Convert all the items below into a Markdown table with two columns, Row and Line. Put each line's number under Row and the line itself under Line, and omit blank lines and pictures.

Point labeling data based on photos:
╔══

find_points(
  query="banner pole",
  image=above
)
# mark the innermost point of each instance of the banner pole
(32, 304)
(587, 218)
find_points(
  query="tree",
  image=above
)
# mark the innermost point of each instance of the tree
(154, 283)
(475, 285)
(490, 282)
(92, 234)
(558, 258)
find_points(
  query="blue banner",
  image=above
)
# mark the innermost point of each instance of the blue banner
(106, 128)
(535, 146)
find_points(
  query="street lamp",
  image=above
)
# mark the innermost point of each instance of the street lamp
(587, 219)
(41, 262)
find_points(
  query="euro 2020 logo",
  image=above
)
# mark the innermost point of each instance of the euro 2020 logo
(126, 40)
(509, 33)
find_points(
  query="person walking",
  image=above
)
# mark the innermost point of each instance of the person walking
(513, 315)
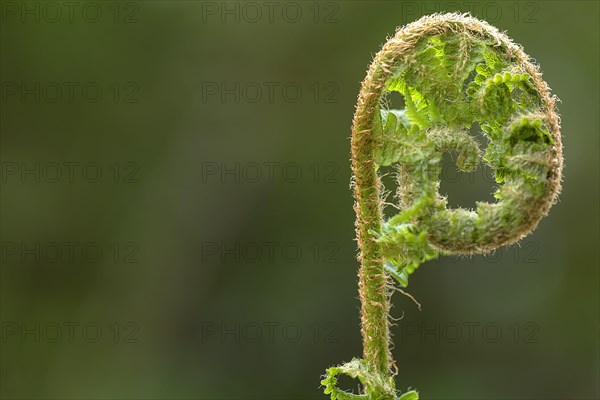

╚══

§ **EXERCISE RESULT**:
| Row | Line |
|---|---|
| 1 | find_points( |
| 2 |   query="banner pole", |
| 3 |   image=above |
| 4 | ) |
| 5 | # mark the innermost point of each instance of the banner pole |
| 6 | (32, 304) |
| 7 | (587, 218) |
| 8 | find_points( |
| 9 |   query="tree", |
| 10 |   image=above |
| 11 | ) |
| 12 | # mark the innermost point of each instance of the tree |
| 13 | (154, 283) |
| 14 | (475, 285) |
| 15 | (490, 282) |
| 16 | (92, 234) |
| 17 | (558, 258) |
| 18 | find_points( |
| 19 |   query="blue banner", |
| 20 |   image=above |
| 21 | ) |
| 22 | # mark the innermost point of each instance of the blue banner |
| 23 | (106, 128) |
| 24 | (535, 146) |
| 25 | find_points( |
| 26 |   query="street lamp", |
| 27 |   image=above |
| 28 | ) |
| 29 | # mark the innermost point of each instance of the street lamp |
| 30 | (587, 219) |
| 31 | (41, 262) |
| 32 | find_points( |
| 33 |   query="euro 2020 logo", |
| 34 |   image=above |
| 35 | ) |
| 36 | # mark the innermost point of each instance of the euro 2020 logo |
| 37 | (126, 40) |
| 38 | (509, 33) |
| 39 | find_points( |
| 40 |   query="person walking", |
| 41 |   image=above |
| 42 | ) |
| 43 | # mark the innermost point of each instance of the person walking |
| 44 | (513, 315) |